# Text extract
-- start --
Open dvyukov opened 10 years ago
If you want to try to figure out how this could be loop alignment, please go ahead. I spent days on this a few years ago and got absolutely nowhere. I can't find any evidence that loop alignment matters. It may be something else entirely, but in general modern CPUs are black boxes that can misbehave on a whim and - at least for people not privy to the inner workings - simply cannot be fully understood. They are subtle and quick to anger. If you want to try the loop alignment hypothesis, you could edit src/liblink/asm6.c. Look for LoopAlign (MaxLoopPad = 0 means alignment is turned off right now). I am removing the Release-Go1.5 tag. If someone wants to work on this, great, but I am not going to promise to waste any more time on this. Long ago I made peace with the fact that this kind of variation is something we just have to live with sometimes.
Labels changed: added release-none, removed release-go1.5.
Status changed to Accepted.
-- end --
# Data shown
-- start --
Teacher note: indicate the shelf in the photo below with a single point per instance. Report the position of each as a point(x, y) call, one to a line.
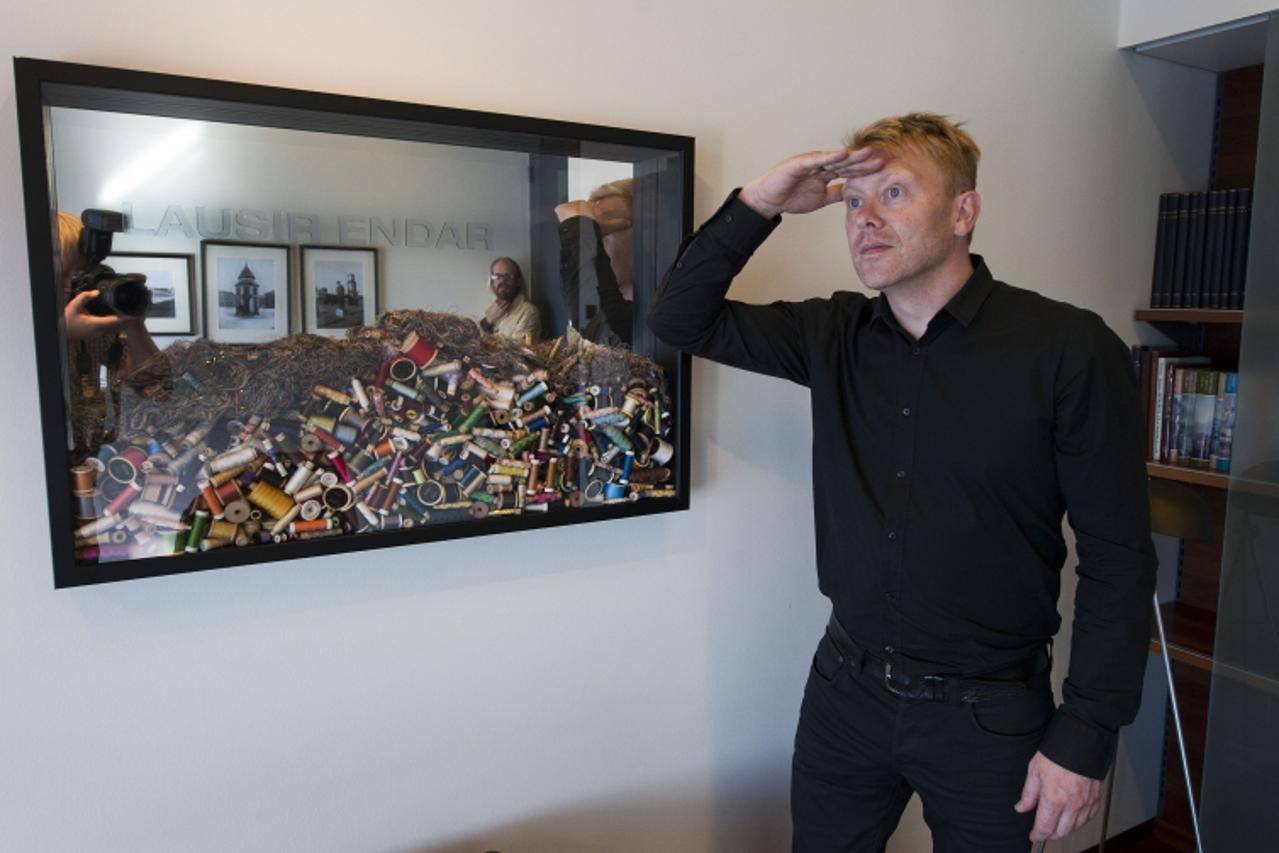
-- end --
Resume the issue thread on loop alignment and unexplained CPU performance variation, writing what follows its final line.

# Task result
I can confirm your conclusion. We need to wait until Go becomes important enough so that processor manufacturers allocate engineers for optimization. I've tried to align back-branch targets and all branch targets at 16 bytes (https://golang.org/cl/162890043) with no success. Alignment of back-branch targets increased binary size by 5.1%, all branches - 8.3%. So if we do it, we need something smarter, e.g. align only within real loops. I've checked that in both binaries stack segment address and fs register has equal values, so we can strike it out. Since code has moved, data segment also has a different address. So maybe it's related to data. But I don't see any functions in the profile that heavily access global data...
Just debugged another case, which turned out to be this issue. After inserting a dead function call program becomes 2.5% slower.
go version devel +b4538d7 Wed May 11 06:00:33 2016 +0000 linux/amd64 with this patch:
--- a/src/runtime/proc.go
+++ b/src/runtime/proc.go
@@ -1028,12 +1028,41 @@ func startTheWorldWithSema() {
add := needaddgcproc()
lock(&sched.lock)
+ var p1 *p
procs := gomaxprocs
- if newprocs != 0 {
- procs = newprocs
- newprocs = 0
+ if true {
+ if newprocs != 0 {
+ procs = newprocs
+ newprocs = 0
+ }
+ p1 = procresize(procs)
+ } else {
+
+ if newprocs != 0 {
+ procs = newprocs
+ newprocs = 0
+ p1 = procresize(procs)
+ } else {
+ _g_.m.p.ptr().status = _Prunning
+ var runnablePs *p
+ for i := gomaxprocs - 1; i >= 0; i-- {
+ p := allp[i]
+ if _g_.m.p.ptr() == p {
+ continue
+ }
+ p.status = _Pidle
+ if runqempty(p) {
+ pidleput(p)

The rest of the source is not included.